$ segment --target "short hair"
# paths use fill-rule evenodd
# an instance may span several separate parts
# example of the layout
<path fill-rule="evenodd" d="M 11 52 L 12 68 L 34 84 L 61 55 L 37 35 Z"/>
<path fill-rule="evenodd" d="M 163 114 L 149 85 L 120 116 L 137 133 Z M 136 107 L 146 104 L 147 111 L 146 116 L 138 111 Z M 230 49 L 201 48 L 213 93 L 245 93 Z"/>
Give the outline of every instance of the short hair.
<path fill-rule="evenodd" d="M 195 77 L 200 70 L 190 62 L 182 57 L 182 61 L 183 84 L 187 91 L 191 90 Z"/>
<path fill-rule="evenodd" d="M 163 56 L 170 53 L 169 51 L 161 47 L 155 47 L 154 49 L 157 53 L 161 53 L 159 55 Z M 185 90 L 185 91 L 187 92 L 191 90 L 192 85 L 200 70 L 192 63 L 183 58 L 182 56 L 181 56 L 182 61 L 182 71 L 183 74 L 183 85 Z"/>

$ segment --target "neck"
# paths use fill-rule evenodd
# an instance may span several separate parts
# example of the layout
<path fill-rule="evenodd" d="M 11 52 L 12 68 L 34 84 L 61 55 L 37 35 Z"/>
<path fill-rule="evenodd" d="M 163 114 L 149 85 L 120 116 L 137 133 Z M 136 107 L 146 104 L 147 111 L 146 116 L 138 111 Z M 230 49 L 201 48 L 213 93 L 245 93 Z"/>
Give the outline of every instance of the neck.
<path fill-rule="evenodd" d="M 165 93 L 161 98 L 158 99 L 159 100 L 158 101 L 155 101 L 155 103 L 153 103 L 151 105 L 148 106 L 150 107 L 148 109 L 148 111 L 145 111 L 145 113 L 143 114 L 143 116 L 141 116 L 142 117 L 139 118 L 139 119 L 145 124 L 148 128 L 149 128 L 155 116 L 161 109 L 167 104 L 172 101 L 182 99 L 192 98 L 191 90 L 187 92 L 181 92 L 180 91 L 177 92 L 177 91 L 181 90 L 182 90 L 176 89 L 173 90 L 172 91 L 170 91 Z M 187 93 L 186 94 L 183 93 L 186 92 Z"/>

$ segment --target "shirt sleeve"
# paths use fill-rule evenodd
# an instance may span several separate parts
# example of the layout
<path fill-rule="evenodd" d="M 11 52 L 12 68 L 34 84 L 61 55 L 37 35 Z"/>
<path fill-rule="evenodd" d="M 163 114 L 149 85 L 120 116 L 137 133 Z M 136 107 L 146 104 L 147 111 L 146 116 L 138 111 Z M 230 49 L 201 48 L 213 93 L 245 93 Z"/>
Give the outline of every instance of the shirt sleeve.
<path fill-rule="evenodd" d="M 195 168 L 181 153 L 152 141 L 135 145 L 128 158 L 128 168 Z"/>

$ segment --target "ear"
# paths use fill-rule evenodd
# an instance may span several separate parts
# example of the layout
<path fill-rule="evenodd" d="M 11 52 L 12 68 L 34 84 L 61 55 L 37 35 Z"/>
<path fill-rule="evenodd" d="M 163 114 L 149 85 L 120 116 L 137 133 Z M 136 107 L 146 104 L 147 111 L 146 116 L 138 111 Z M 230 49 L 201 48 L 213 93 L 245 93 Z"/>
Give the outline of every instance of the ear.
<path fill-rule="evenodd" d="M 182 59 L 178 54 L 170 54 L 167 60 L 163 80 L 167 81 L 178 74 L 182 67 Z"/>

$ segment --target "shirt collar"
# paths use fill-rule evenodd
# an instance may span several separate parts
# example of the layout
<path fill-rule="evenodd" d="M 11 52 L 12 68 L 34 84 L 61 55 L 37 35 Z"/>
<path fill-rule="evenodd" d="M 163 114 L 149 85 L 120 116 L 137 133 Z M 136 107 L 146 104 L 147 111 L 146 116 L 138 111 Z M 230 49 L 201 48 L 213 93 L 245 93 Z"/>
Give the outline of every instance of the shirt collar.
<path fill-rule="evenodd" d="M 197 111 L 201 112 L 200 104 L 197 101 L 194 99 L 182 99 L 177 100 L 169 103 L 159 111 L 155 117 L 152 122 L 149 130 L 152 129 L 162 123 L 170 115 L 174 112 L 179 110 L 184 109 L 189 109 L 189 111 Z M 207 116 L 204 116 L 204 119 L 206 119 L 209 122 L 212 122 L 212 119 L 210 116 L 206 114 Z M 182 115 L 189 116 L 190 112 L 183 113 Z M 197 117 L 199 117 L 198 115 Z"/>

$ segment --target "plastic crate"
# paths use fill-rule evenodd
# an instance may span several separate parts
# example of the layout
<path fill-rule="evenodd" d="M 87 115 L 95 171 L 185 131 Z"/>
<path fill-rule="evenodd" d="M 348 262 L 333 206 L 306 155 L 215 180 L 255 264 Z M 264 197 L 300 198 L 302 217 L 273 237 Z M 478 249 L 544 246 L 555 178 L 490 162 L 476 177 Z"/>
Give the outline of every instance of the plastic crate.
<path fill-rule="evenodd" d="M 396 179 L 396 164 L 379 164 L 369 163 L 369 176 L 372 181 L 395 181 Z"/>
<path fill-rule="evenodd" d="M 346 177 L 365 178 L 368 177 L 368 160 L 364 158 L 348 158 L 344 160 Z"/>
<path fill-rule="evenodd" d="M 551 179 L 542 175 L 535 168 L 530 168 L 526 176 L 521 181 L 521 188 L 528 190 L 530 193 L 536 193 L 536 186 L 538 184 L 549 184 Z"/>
# # # #
Task instructions: Filter the rows above down to the lines containing the string "every", and list each such line.

Correct result:
Give the outline of every instance of the short hair.
Give the outline of every instance of the neck.
Give the outline of every instance of the shirt sleeve.
Give the outline of every instance of the ear.
Give the outline of every instance of the shirt collar.
Give the outline of every instance of the plastic crate.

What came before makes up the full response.